### Activity
The word "query" appears in some lines of the listing below; report how many such lines there are, and nothing else.

### Available data
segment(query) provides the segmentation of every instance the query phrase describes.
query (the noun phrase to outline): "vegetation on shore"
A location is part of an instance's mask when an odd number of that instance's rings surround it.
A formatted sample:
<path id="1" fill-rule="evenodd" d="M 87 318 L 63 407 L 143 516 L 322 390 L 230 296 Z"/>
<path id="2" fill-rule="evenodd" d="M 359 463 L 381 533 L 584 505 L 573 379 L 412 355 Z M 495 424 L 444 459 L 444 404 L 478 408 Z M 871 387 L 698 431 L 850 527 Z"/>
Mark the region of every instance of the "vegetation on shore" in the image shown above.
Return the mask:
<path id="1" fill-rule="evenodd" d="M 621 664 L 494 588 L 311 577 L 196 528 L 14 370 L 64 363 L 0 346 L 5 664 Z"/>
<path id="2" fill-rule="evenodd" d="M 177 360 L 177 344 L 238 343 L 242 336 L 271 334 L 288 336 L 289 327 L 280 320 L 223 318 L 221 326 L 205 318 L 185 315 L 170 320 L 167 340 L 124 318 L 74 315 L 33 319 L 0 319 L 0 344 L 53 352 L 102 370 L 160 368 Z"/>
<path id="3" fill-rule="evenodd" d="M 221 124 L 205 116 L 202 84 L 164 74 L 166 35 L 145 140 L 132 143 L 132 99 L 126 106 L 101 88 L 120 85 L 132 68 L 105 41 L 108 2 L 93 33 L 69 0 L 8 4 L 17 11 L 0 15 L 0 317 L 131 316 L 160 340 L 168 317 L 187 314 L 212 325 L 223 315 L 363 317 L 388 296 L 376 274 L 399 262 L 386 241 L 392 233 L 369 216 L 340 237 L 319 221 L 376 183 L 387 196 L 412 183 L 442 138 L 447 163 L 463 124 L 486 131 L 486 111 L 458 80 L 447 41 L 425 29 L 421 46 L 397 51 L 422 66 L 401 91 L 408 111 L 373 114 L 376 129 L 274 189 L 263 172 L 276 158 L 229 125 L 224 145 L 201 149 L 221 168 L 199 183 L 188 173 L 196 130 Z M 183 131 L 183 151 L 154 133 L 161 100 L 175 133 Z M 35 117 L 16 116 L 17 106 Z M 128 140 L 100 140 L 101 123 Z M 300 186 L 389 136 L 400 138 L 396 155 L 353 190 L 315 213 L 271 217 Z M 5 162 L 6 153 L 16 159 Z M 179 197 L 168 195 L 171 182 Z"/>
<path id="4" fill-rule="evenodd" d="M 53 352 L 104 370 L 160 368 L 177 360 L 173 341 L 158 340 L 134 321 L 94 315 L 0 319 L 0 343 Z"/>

### Exercise solution
2